■ WHAT TO DO ■
Output every entry verbatim.

Point-per-instance localization data:
=== Begin Enclosure ===

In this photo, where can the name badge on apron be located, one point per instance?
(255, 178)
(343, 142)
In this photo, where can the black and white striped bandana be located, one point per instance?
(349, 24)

=== End Enclosure ===

■ WRITTEN SOLUTION ■
In this photo, where can the name badge on apron be located, one point per instance?
(255, 178)
(343, 142)
In this photo, where can the black and white striped bandana be located, one point per instance?
(349, 24)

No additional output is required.